Text excerpt:
+---+

# Filtering on a user account



## Philippe (Jan 21, 2011)

Hello,

I'm work with FreeBSD 7.0

I'd like to have a rule of type encrypted access (port 22: SSH or SFTP) filtering on a user account.

In short: From IP1 able to 'ssh user1@IP2', but not being able to'ssh user2@IP2'

Is this possible?

thank you


----------



## SirDice (Jan 21, 2011)

Philippe said:
			
		

> In short: From IP1 able to 'ssh user1@IP2', but not being able to'ssh user2@IP2'
> 
> Is this possible?


Configure the SSH server to deny user2 access.


----------



## Philippe (Jan 21, 2011)

I prefer to filter on PF than on servers.

Is there a rule to do that on PF?


----------



## SirDice (Jan 21, 2011)

Philippe said:
			
		

> Is there a rule to do that on PF?


No, simply because a firewall cannot 'see' which username is used for the SSH session. 
A firewall works on layer 3/4, you want to filter at layer 7.


----------



## DutchDaemon (Jan 21, 2011)

+---+

Data segment:
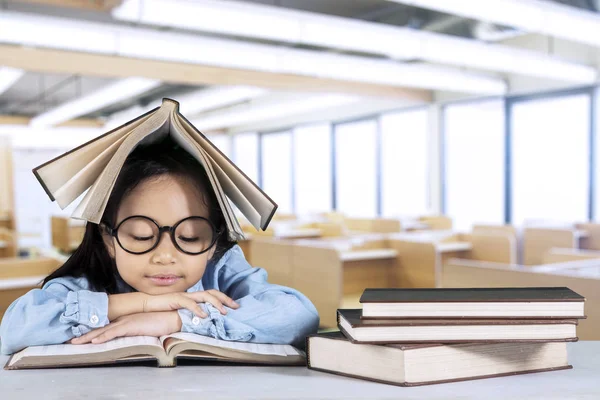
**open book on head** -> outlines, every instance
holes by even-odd
[[[158,362],[175,367],[179,359],[244,364],[306,365],[305,353],[290,345],[229,342],[193,333],[123,337],[103,344],[32,346],[13,354],[4,369],[60,368]]]
[[[138,145],[168,136],[206,170],[230,239],[242,239],[244,234],[228,198],[257,230],[267,228],[277,204],[183,117],[179,103],[171,99],[163,99],[160,107],[34,168],[33,173],[62,209],[89,188],[71,217],[97,224],[127,156]]]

+---+

Tasks for this exercise:
a) In the SSH filtering thread, why does SirDice say PF has no rule that can block one user's SSH login while allowing another's? Answer in one to three sentences.
b) Which FreeBSD version does Philippe say he works with in the SSH filtering thread?
c) Write the next part of the SSH filtering thread, starting from its last line.
The data is separate from the SSH filtering thread.

The results:
a) A firewall cannot "see" which username is used for an SSH session. It works at layer 3/4, but filtering by username would require filtering at layer 7.

b) FreeBSD 7.0.

c)
PF can only filter users/groups on the firewall machine itself, and then it only applies to local sockets owned by a user/group. As SirDice noted, that is entirely different from allowing users to connect to a daemon behind a firewall. No one knows who the user is until after the connection has been made and the authentication starts ...


----------



## Philippe (Jan 21, 2011)

Thank you for your answer.

I understand why this is not possible.

Is there a plugin to do that?

A plugin to have PF layer 7 in fact...


----------



## DutchDaemon (Jan 21, 2011)

No.


----------



## Philippe (Jan 21, 2011)

OK.
Thank you for your reply.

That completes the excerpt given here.